Exercise. Include no pictures. Output exactly the lines from the one that contains "If you could pin the fish in" through the final line of the entries.

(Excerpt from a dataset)
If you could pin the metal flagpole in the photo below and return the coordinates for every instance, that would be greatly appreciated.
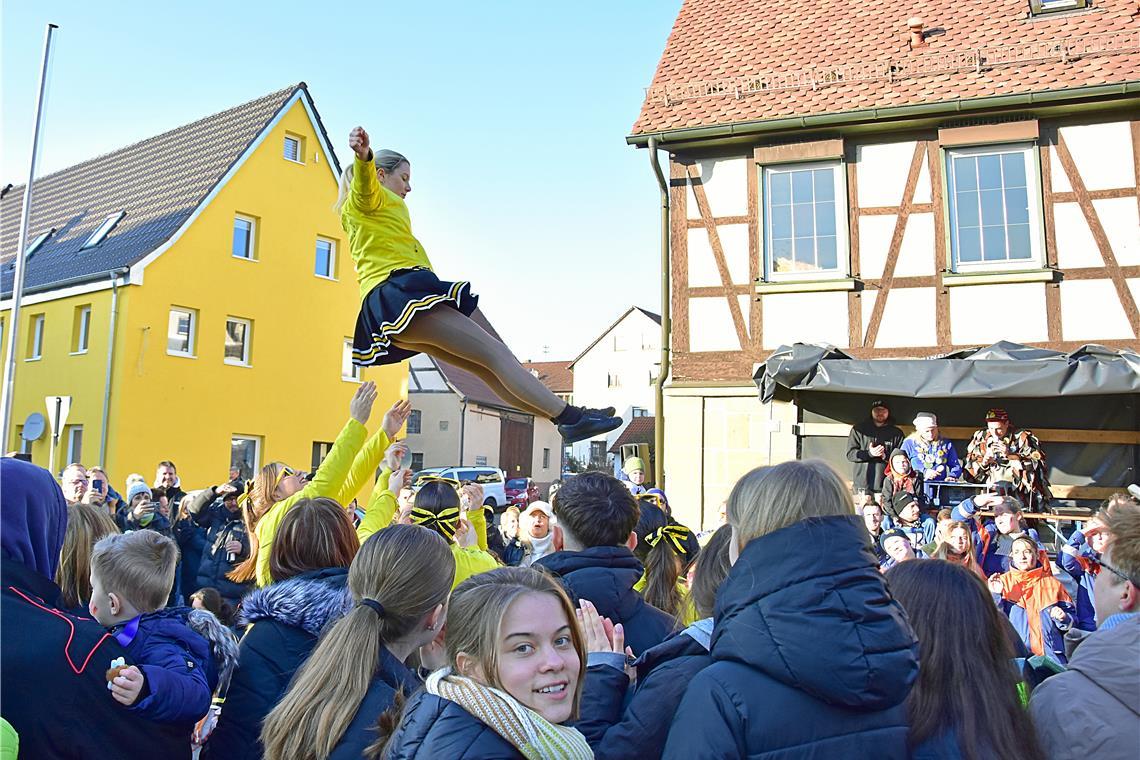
(17, 283)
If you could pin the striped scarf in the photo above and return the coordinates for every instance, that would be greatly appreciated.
(535, 737)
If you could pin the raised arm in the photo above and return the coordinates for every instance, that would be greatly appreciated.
(364, 194)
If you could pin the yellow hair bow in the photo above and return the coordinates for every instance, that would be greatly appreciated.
(675, 533)
(446, 521)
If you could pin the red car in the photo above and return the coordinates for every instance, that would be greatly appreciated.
(521, 491)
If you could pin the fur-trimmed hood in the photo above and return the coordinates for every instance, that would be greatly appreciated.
(222, 643)
(308, 602)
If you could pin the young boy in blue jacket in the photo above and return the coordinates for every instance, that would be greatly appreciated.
(1080, 557)
(170, 672)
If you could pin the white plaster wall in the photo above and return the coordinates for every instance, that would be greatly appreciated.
(481, 435)
(881, 173)
(908, 319)
(1121, 220)
(735, 440)
(874, 234)
(1075, 246)
(915, 254)
(683, 458)
(982, 315)
(1091, 311)
(725, 182)
(1059, 178)
(1102, 154)
(546, 436)
(805, 318)
(440, 448)
(710, 327)
(633, 358)
(702, 271)
(922, 190)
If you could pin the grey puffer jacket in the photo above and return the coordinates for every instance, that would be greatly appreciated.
(1092, 710)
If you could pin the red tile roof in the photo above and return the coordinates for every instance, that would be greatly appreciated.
(555, 375)
(640, 430)
(717, 42)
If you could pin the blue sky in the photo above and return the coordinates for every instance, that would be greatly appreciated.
(513, 114)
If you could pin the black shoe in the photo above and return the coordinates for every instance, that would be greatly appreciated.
(592, 423)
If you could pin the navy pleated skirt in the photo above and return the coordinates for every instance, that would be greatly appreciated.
(392, 305)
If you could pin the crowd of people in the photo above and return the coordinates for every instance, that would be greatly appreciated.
(306, 617)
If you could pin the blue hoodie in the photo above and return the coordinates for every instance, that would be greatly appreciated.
(811, 654)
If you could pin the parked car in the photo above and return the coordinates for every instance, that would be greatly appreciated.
(521, 491)
(490, 479)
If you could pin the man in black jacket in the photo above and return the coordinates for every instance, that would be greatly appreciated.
(53, 672)
(227, 541)
(869, 446)
(596, 515)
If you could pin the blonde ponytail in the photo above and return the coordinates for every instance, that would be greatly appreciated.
(399, 577)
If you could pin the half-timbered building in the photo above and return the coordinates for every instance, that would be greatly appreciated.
(893, 180)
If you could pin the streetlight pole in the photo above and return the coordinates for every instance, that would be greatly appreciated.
(17, 283)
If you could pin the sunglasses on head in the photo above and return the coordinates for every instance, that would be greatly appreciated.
(282, 474)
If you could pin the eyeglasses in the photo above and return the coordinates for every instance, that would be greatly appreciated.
(282, 474)
(1118, 573)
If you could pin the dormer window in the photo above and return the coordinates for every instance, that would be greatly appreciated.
(294, 148)
(34, 245)
(1044, 7)
(105, 228)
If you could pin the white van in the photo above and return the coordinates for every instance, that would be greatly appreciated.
(491, 480)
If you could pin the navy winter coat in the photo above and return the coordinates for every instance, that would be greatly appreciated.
(391, 676)
(53, 681)
(812, 658)
(605, 575)
(178, 665)
(433, 728)
(220, 525)
(284, 622)
(640, 729)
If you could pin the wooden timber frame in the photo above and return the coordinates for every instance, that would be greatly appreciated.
(737, 365)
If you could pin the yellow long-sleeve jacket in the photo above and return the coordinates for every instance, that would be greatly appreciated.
(328, 481)
(379, 228)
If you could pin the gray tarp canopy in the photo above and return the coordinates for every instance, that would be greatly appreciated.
(1100, 389)
(999, 372)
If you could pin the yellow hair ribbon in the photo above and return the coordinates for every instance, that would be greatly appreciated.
(675, 533)
(447, 521)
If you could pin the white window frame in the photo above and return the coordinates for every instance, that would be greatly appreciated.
(37, 335)
(332, 258)
(257, 449)
(103, 230)
(253, 237)
(83, 341)
(843, 231)
(300, 148)
(1033, 190)
(72, 455)
(244, 361)
(192, 334)
(353, 374)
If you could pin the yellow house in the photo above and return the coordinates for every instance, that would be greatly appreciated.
(194, 297)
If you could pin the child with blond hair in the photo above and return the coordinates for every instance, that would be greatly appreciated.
(170, 671)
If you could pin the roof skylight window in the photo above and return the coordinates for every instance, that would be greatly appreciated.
(105, 228)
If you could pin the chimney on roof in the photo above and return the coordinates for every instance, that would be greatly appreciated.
(914, 24)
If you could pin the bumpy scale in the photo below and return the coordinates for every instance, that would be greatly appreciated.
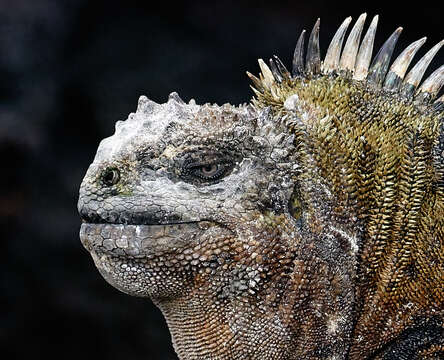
(308, 224)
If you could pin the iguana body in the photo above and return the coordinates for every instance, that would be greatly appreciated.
(307, 225)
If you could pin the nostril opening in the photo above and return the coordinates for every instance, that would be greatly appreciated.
(110, 176)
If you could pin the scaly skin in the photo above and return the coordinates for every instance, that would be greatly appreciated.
(308, 225)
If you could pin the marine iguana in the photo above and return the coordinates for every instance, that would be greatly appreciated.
(308, 224)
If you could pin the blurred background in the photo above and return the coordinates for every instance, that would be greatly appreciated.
(69, 70)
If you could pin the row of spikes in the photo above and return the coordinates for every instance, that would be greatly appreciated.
(355, 59)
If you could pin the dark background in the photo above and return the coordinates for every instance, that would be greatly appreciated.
(68, 71)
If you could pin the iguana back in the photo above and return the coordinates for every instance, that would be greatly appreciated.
(306, 225)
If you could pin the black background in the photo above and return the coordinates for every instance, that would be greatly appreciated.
(68, 71)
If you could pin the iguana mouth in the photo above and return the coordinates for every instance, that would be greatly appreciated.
(131, 240)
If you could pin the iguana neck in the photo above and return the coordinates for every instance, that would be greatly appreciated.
(204, 329)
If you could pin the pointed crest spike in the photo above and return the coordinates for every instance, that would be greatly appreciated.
(433, 84)
(438, 105)
(256, 81)
(298, 57)
(331, 61)
(380, 64)
(348, 58)
(313, 60)
(365, 51)
(415, 75)
(275, 71)
(399, 67)
(145, 105)
(282, 69)
(174, 96)
(267, 74)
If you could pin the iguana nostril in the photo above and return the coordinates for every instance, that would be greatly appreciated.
(110, 176)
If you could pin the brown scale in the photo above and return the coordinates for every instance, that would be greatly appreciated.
(374, 149)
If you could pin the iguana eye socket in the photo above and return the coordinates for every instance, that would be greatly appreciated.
(209, 172)
(110, 176)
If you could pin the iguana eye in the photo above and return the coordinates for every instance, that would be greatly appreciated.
(209, 172)
(110, 176)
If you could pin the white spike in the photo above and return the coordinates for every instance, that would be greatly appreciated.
(365, 51)
(415, 75)
(348, 58)
(434, 82)
(331, 61)
(402, 62)
(266, 72)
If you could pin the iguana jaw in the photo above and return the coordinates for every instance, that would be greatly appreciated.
(140, 240)
(132, 258)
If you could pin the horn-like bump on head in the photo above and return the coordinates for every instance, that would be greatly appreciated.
(380, 64)
(365, 51)
(313, 60)
(331, 60)
(399, 67)
(415, 75)
(145, 105)
(348, 58)
(298, 57)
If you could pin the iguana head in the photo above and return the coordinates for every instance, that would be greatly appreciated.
(180, 188)
(298, 226)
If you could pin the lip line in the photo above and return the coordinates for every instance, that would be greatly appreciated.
(156, 224)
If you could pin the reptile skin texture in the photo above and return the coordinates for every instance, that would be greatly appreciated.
(308, 224)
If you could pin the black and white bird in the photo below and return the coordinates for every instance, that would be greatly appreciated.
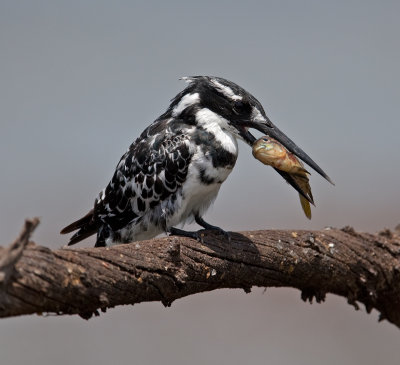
(173, 172)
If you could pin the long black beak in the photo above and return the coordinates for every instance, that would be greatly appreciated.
(271, 130)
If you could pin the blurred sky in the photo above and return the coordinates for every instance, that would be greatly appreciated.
(79, 81)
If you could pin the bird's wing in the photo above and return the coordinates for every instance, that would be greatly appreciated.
(151, 171)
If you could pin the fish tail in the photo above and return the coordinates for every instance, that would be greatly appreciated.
(305, 204)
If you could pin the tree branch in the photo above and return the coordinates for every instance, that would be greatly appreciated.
(362, 267)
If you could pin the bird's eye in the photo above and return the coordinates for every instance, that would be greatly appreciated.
(239, 106)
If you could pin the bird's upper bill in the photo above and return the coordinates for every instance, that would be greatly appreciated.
(243, 112)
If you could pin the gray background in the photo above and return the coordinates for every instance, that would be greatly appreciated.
(79, 80)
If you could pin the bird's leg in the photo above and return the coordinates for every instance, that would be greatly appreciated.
(201, 222)
(180, 232)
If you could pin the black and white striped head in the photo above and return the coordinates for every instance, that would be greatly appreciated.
(209, 100)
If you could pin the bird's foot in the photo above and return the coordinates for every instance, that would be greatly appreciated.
(190, 234)
(201, 222)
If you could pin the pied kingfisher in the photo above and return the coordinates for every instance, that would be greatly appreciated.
(173, 172)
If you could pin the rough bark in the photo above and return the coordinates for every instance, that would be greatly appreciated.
(362, 267)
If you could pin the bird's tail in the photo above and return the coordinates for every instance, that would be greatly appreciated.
(86, 226)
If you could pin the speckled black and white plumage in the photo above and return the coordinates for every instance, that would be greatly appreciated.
(174, 170)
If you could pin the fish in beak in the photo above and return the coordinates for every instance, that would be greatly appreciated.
(267, 127)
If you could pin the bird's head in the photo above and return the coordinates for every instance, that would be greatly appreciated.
(209, 99)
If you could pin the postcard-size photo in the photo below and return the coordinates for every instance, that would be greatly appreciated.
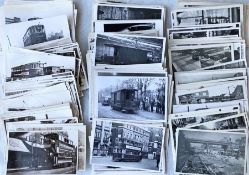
(33, 11)
(190, 58)
(129, 50)
(55, 148)
(188, 119)
(29, 64)
(29, 33)
(187, 17)
(231, 123)
(230, 91)
(203, 106)
(205, 152)
(131, 96)
(127, 145)
(128, 12)
(129, 27)
(188, 76)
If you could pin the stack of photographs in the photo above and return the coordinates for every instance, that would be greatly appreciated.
(42, 77)
(206, 38)
(129, 89)
(128, 19)
(209, 120)
(46, 27)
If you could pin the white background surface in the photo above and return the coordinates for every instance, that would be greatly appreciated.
(83, 29)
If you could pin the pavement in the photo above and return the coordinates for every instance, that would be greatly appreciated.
(144, 164)
(108, 112)
(67, 170)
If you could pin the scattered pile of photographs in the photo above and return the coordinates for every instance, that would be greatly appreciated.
(42, 77)
(209, 122)
(129, 89)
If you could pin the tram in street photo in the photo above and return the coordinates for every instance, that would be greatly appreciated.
(125, 100)
(41, 151)
(125, 149)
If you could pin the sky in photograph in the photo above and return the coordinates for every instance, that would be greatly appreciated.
(16, 31)
(211, 136)
(109, 81)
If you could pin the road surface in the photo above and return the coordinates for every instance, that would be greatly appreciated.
(108, 112)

Exercise result.
If you could pin the fish in beak in the photo above and return the coordinates for every instance, that would be greatly appreciated.
(267, 127)
If you could pin the bird's head in the photo above and return the coordinates for every instance, that would be greatly appreciated.
(209, 99)
If you could pin the postcard-size photo in the photo below and return the coordinates for every instance, that would be greatly appreciated.
(33, 11)
(190, 58)
(129, 50)
(55, 148)
(188, 119)
(29, 64)
(29, 33)
(187, 17)
(231, 123)
(230, 91)
(203, 106)
(205, 152)
(131, 96)
(127, 145)
(128, 12)
(129, 27)
(188, 76)
If you could pin the stack of photographs in the photo above and return the coordinates for every instance, that would be greatly appreciated.
(42, 77)
(206, 38)
(129, 89)
(128, 19)
(209, 120)
(46, 27)
If you could pin the white background surface in the photo above and return the coordinates for every instance, that would be greatly appreciated.
(83, 29)
If you could pin the pavement in the photo above and return the coordinates for every instance, that would be greatly appreciated.
(144, 164)
(108, 112)
(67, 170)
If you could pin the scattered pile of photographs in the photo above and return the coordinates for every instance, that would be greatly appreciated.
(42, 77)
(209, 122)
(129, 89)
If you could pin the tram in street photo in the photo above and return the coordinates for every instance, that would be greatly appreciated.
(125, 100)
(41, 151)
(125, 149)
If you could pin the sky in photograph in the photo above and return the coordinates for every instance, that would be greatly appreciated.
(16, 31)
(211, 136)
(109, 81)
If you could pin the road surface in the photo above and return the coordinates for every instance, that would be greatly appreciated.
(108, 112)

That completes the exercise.